EXERCISE A: In the Perl forum thread on extracting a range of lines from a text file, under which operating system was Xicheng's paragraph-mode test code tested?
EXERCISE B: Continue the Perl forum thread on extracting a range of lines from a text file, starting right after its last line.

Extract range of lines from a text file

A

Amer Neely

Dr.Ruud said:
Amer Neely schreef:



Or use a simplified state machine.

my $state = -1;
my $line = -1;

while (<>) {
chomp; # s/^\s+//; s/\s+$//;

if (-1 == $state) {
if (/^Transaction Time:/) {
++$state;
}
}
elsif (0 == $state) {
if (/^$/) {
++$state;
$line = 0;
}
else {
die "$state: <$_>?";
}
}
elsif (1 == $state) { # in address
if (^$) {
# skip
}
elsif (/^\d{3}-\d{3}-\d{4}$/) {
$state = -1;
$line = -1;
}
else {
++$line;
print "$line: $_\n";
}
}
else {
die "$state: <$_>?";
}
}

(untested)

Very interesting. It's a little more complex than I need (see the reply
by Xicheng Jia dated today 11:57). That works for me.

I did adopt your code (with a few minor fixes) to my situation, but got
an error when I ran it on my test input file:
Sun Apr 9 12:29:32 2006
0: <xxxxxxxxxxxx
xxxxxxxxxxxxxxx
SAULT STE MARIE Ontario
P6A 3P4
CANADA>? at parse_mail7.pl line 39, <IN> chunk 2.

Thank you for this very different approach. I will keep it in mind for
other situations.
--
Amer Neely
Home of Spam Catcher
W: www.softouch.on.ca
E: (e-mail address removed)
Perl | MySQL | CGI programming for all data entry forms.
"We make web sites work!"
 
A

Amer Neely

Xicheng said:
Here is a test code which uses paragraph-mode to extract info and try
to insert into your database (tested under WinXP)..
--------------------------
use strict;
use warnings;

local $/ = "";

while ( <DATA> ) {
if (/^Transaction Time:/ .. /^\d\d\d-\d\d\d-\d\d\d\d\s*$/){
my $lines = tr/\n//;
next if $lines < 6;
my ( $name, $addr1, $addr2, $city, $code, $cont );
if ( $lines == 6 ) {
( $name, $addr1, $city, $code, $cont ) = split "\n";
$addr2 = "";
} elsif ( $lines == 7 ) {
( $name, $addr1, $addr2, $city, $code, $cont ) = split
"\n";
}
# to INSERT INTO mytable from mydb.
#$sth->execute( $name, $addr1, $addr2, $city, $code, $cont );
print <<TEST;
name = $name
addr1 = $addr1
addr2 = $addr2
city = $city
code = $code
country = $cont

TEST
}
}

__DATA__
one block
one block
one block
one block
one block

Transaction Time: 18:45:55

Amer Neely
POB 1481 Station Main
AMS dept
North Bay ON
P1B 8K7
CANADA

123-456-7890

some other blocks
some other blocks
some other blocks
some other blocks
some other blocks
some other blocks

Transaction Time: 18:45:34

Bmer Neely
POB 123
South
ABC 879
USA

800-346-7890

another block
another block
another block
another block
another block
another block
another block

Transaction Time: 18:45:55

Amer Neely
POB 1481 Station Main
North Bay ON
P1B 8K7
CANADA

123-456-7890

more blocks
more blocks
more blocks
more blocks
more blocks
more blocks
more blocks
more blocks
more blocks
more blocks

Slight hiccup.

RECORD SET:

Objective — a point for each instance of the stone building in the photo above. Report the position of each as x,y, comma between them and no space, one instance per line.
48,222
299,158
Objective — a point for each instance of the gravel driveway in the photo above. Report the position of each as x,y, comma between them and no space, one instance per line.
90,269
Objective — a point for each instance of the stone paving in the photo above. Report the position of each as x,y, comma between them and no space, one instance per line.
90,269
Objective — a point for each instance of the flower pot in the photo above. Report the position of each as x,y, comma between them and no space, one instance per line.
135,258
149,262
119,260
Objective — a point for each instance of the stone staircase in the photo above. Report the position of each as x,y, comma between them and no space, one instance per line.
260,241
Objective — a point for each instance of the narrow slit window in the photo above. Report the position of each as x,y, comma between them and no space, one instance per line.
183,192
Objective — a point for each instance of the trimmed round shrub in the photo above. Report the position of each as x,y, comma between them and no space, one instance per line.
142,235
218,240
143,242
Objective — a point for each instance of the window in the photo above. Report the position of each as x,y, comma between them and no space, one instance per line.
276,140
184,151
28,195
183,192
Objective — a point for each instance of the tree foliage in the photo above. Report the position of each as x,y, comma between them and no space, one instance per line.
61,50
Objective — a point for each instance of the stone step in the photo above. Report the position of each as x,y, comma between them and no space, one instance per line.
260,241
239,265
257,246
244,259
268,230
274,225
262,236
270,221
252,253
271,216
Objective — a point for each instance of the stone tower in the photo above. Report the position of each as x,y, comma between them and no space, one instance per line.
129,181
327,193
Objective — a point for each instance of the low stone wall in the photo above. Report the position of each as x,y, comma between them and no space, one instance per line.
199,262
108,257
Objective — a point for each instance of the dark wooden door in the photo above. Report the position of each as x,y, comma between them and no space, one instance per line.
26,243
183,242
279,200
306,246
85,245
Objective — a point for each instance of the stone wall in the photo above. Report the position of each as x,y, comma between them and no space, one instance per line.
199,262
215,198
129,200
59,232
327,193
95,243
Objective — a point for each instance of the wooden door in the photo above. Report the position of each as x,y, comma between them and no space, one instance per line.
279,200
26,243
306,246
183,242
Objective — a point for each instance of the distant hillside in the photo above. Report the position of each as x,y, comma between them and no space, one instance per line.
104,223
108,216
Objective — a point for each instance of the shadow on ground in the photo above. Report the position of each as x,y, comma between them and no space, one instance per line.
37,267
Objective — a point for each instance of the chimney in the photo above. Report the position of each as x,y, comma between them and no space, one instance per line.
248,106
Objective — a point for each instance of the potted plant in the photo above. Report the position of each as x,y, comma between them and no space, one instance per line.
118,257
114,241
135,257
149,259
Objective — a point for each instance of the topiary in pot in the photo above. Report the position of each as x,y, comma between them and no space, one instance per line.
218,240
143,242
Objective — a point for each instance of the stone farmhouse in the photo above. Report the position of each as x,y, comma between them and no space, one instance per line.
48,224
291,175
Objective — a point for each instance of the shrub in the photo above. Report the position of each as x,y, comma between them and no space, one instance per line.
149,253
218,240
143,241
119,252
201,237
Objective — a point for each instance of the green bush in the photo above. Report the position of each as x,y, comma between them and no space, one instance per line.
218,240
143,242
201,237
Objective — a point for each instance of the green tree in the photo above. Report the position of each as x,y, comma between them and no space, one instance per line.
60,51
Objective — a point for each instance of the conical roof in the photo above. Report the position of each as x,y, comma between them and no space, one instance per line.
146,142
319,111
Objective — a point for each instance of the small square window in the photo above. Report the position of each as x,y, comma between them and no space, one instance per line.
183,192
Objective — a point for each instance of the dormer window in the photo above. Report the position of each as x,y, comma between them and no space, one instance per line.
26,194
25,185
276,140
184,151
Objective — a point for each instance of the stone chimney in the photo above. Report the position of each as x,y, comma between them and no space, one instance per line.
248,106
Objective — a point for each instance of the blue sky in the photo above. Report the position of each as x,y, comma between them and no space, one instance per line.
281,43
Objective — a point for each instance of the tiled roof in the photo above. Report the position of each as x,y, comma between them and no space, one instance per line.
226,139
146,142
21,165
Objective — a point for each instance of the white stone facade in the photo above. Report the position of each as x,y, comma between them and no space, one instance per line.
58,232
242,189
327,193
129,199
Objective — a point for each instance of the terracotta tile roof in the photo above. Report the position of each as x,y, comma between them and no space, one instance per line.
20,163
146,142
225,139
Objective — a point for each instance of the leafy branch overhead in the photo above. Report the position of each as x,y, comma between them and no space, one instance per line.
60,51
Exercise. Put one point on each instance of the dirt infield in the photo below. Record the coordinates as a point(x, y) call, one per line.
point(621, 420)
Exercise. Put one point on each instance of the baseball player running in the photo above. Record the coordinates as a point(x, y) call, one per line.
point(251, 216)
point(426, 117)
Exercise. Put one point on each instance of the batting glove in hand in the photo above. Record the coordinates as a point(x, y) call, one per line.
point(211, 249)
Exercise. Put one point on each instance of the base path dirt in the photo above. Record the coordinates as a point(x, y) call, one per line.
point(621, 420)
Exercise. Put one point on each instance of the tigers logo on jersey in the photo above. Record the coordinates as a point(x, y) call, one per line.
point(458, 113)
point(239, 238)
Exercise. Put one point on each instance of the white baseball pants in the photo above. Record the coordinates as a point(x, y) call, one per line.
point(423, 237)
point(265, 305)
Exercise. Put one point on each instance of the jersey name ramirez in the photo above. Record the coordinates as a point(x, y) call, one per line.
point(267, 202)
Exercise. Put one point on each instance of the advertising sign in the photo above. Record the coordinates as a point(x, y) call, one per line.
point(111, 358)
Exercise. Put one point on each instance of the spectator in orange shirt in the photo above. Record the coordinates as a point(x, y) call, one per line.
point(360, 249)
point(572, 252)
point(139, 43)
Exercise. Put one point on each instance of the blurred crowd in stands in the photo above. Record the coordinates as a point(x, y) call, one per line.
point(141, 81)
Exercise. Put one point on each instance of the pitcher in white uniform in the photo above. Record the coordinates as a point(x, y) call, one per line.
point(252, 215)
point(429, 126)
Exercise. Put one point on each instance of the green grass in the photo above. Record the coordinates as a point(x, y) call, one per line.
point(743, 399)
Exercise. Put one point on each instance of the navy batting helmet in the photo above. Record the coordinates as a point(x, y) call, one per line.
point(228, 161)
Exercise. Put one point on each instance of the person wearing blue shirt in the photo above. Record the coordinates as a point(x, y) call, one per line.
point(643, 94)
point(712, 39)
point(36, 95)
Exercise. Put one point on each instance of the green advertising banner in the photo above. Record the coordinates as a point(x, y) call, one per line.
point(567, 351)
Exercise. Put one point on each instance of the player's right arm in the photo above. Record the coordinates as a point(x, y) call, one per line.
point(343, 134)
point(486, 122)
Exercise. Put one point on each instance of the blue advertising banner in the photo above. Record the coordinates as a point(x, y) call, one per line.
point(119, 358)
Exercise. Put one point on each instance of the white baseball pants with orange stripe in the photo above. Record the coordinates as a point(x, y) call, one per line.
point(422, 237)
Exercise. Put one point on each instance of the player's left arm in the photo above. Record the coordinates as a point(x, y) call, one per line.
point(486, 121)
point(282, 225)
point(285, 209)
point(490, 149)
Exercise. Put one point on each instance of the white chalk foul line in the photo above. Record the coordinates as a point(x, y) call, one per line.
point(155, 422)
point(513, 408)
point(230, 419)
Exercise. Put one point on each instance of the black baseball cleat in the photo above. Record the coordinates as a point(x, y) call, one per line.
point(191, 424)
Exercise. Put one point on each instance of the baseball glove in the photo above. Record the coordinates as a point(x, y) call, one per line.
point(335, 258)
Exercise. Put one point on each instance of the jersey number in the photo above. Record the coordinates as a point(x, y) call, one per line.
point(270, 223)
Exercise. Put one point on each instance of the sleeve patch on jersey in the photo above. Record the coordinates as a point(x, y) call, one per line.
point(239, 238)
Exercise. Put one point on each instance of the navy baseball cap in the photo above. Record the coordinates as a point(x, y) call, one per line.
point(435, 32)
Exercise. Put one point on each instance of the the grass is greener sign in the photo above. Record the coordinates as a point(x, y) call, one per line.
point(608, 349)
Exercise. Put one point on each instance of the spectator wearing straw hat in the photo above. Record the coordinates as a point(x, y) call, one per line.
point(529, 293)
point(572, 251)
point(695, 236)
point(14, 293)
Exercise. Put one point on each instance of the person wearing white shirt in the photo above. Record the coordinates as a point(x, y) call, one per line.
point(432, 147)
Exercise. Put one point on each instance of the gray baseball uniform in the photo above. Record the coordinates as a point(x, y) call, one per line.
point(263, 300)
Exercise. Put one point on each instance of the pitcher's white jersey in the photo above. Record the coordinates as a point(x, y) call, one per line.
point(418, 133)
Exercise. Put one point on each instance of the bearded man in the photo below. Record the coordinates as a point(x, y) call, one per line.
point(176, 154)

WRITTEN RESPONSE A: WinXP.

WRITTEN RESPONSE B:
This works perfectly when I run it on my file of extracted lines from
the real file.

When I run this code on the real mail file, I get no output, and $lines
is 0.

--
Amer Neely
Home of Spam Catcher
W: www.softouch.on.ca
E: (e-mail address removed)
Perl | MySQL | CGI programming for all data entry forms.
"We make web sites work!"
 
X

Xicheng Jia

Amer said:
Slight hiccup.
= This works perfectly when I run it on my file of extracted lines from

= the real file.

= When I run this code on the real mail file, I get no output, and
$lines
= is 0.

you may need to check up several things with your real email files:

1) if your records are separated by blank lines.(this garantees the
paragraph-mode)

2) if the patterns /^Transaction Time:/ and
/^\d\d\d-\d\d\d-\d\d\d\d\s*$/ match your real lines. i.e. check out the
line right before the line "Transaction Time: *****" to see if it
contains whitespaces. If it 's not a blank line, you may need to add a
'm' modifier to your regex, so change

/^Transaction Time:/

to

/^Transaction Time:/m

do the same to /^\d\d\d-\d\d\d-\d\d\d\d\s*$/.

At anytime, If the records you wanted are not seperated by blank lines
with other text, then split "\n" may not work for your data since your
records will be mixed up with the sourrounding text under
paragraph-mode..

The other way is using $/ = "Transaction" as IRS and filtering out some
unnecessary lines and then splitting it up again..

Anyway, if there are some sample email files here, I think you may get
more reasonable suggestions. :)

Xicheng
 
A

Amer Neely

Xicheng said:
= This works perfectly when I run it on my file of extracted lines from

= the real file.

= When I run this code on the real mail file, I get no output, and
$lines
= is 0.

you may need to check up several things with your real email files:

1) if your records are separated by blank lines.(this garantees the
paragraph-mode)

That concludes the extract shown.